Point-per-instance localization data
::::

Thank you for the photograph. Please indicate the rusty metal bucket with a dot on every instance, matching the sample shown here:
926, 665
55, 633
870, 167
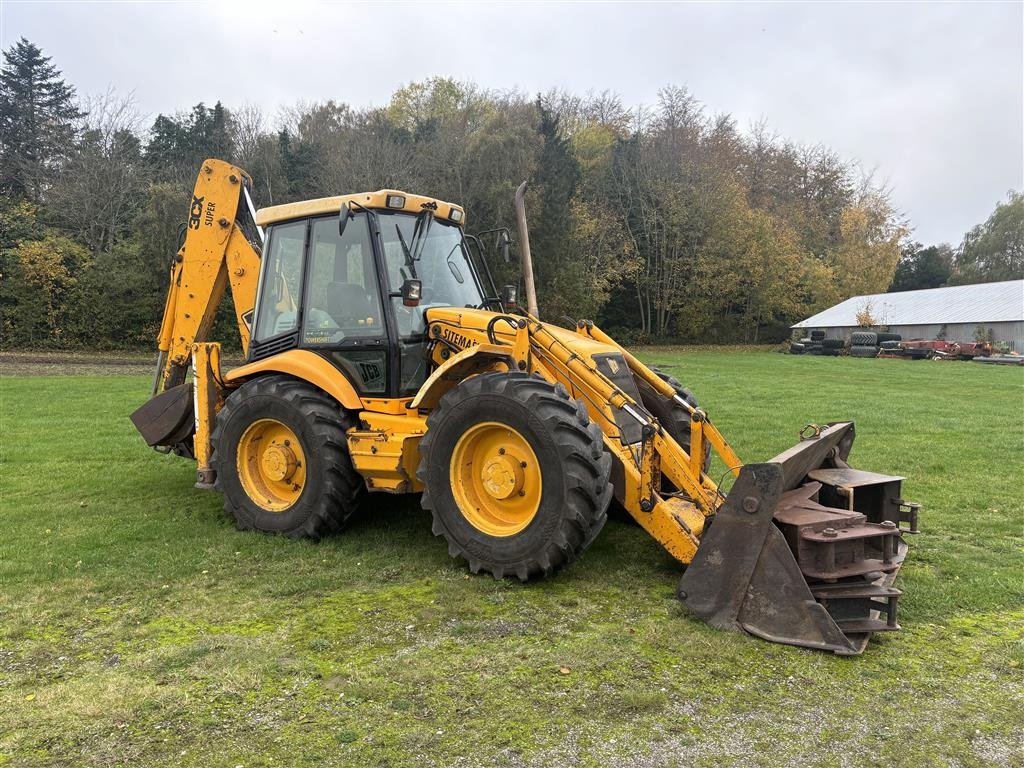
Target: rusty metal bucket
778, 563
167, 420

::::

TASK STATEMENT: Repeat each entry exactly. Pictures do not belong in the copy.

TASK ANSWER:
Thank you for the photograph. Please indicate the rusty metal bucket with a dot on every instance, matching the sample shown here:
926, 665
55, 633
870, 167
Target: rusty metal bucket
778, 563
167, 420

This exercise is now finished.